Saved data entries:
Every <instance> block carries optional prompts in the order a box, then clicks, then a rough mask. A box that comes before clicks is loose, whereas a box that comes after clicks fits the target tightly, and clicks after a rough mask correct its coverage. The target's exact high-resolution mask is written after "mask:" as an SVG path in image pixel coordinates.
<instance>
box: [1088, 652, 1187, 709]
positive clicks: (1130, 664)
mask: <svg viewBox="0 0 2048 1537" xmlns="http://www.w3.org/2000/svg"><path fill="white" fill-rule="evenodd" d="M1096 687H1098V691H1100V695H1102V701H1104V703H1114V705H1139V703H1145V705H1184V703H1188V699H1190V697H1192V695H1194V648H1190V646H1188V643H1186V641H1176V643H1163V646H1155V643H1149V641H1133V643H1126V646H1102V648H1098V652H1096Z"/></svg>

### Description of the task
Exact copies of all the entries above are to be printed.

### Response below
Every <instance> block carries optional prompts in the order a box, then clicks, then a rough mask. A box that comes before clicks is loose, whereas a box that comes after clicks fits the target tightly, and clicks after a rough mask correct its coverage. The target's exact high-resolution mask is written after "mask:" as an SVG path in image pixel coordinates.
<instance>
box: [1088, 652, 1187, 709]
positive clicks: (1130, 664)
mask: <svg viewBox="0 0 2048 1537" xmlns="http://www.w3.org/2000/svg"><path fill="white" fill-rule="evenodd" d="M1096 687H1098V691H1100V695H1102V701H1104V703H1114V705H1139V703H1145V705H1184V703H1188V699H1190V697H1192V695H1194V648H1190V646H1188V643H1186V641H1176V643H1163V646H1155V643H1149V641H1133V643H1126V646H1102V648H1098V652H1096Z"/></svg>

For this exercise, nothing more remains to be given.